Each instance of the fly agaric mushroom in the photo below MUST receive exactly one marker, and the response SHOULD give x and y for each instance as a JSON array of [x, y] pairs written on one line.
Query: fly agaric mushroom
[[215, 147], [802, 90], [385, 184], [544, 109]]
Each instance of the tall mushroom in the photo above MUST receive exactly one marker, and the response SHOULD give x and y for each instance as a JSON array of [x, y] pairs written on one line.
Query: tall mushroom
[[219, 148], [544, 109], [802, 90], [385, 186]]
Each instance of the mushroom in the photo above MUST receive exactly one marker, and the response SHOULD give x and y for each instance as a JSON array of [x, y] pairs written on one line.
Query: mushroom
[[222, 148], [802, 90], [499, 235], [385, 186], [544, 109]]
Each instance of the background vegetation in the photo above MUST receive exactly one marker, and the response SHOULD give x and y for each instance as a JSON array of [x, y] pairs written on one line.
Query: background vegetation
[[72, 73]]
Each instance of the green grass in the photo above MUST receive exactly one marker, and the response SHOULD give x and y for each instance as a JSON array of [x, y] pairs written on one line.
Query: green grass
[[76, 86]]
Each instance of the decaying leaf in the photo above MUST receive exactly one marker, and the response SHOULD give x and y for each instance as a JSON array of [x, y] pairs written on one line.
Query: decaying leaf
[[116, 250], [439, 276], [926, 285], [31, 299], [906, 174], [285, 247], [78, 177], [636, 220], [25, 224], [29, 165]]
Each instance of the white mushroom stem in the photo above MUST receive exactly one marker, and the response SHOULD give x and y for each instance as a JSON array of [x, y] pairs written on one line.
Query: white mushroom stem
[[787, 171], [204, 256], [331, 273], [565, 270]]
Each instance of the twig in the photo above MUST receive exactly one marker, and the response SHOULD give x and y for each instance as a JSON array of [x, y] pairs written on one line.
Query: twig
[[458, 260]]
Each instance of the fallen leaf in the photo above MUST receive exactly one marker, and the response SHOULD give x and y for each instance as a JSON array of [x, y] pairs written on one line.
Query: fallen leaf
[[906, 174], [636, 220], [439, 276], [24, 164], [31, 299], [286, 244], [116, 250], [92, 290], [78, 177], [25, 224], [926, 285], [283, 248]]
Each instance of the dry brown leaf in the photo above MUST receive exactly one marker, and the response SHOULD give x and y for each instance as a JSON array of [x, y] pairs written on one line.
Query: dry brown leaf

——————————

> EXERCISE DIRECTIONS
Swap every "marker" in the records for "point", then write the records out again with nothing else changed.

> ANSWER IN FULL
Each instance of the fly agaric mushroom in the photo below MUST receive exactly one point, and the response SHOULD give x and y for each instance as a JSON array of [x, y] pairs written on one line.
Query: fly agaric mushroom
[[215, 147], [802, 90], [385, 184], [544, 109]]
Each instance of the tall mushroom in the photo above MUST receive exactly one point, and the response SHOULD give x and y for each instance as a JSON array of [x, y] pairs written on one line.
Query: tall mushroom
[[219, 148], [544, 109], [802, 90], [385, 186]]
Each instance of the mushroom in the photo above MUST receive exactly one point, and the response SHOULD give x and y for each instance as a JSON array of [x, y] pairs written on one line.
Query: mushroom
[[222, 148], [802, 90], [499, 235], [385, 186], [544, 109]]
Each instance of the background vegetation in the photo above MUST receive exactly one point, and the response SHOULD give x and y for each instance as a JSON array of [x, y] pairs written on one line.
Query: background vegetation
[[72, 73]]
Each instance of the green grass in the photo above MUST receive exactly one point, and the response SHOULD give x and y for each instance as a JSON array of [x, y] pairs written on one line.
Query: green grass
[[76, 86]]
Each instance of the decaying leaf in the photo above MUST receive exactly one point, and the response SHOULD give x and y for each instance as a JSON array of [x, y] pairs written on one line.
Query: decaying leaf
[[116, 250], [439, 276], [926, 285], [31, 299], [906, 174], [285, 247], [78, 177], [636, 220], [25, 224], [29, 165]]
Each instance of the white mushroom stem in the photo above MUST receive exactly one point, and the response SHOULD give x and y for each instance as a JSON array of [x, y] pairs written on one line.
Query: white mushroom stem
[[787, 171], [204, 256], [331, 273], [565, 270]]
Each instance of the twig in the photo above MUST receive exactly one point, and the response SHOULD give x and y for each instance as a JSON array of [x, y] pairs written on one line.
Query: twig
[[458, 260]]
Each instance of the fallen leaf in the photo above MUST receive exactly one point, and the response SHOULD give x and y for each instance as a JSON array of [x, y] pairs written on one line.
Query: fallen leaf
[[906, 174], [636, 220], [439, 276], [24, 164], [31, 299], [286, 244], [116, 250], [92, 290], [78, 177], [25, 224], [926, 285], [283, 248]]
Each instance of the dry brown leaf in the photo above MUST receive exactly one point, and the response SHOULD give x and y for each instance as a JSON array of [x, y] pairs written on one line.
Query: dry brown leaf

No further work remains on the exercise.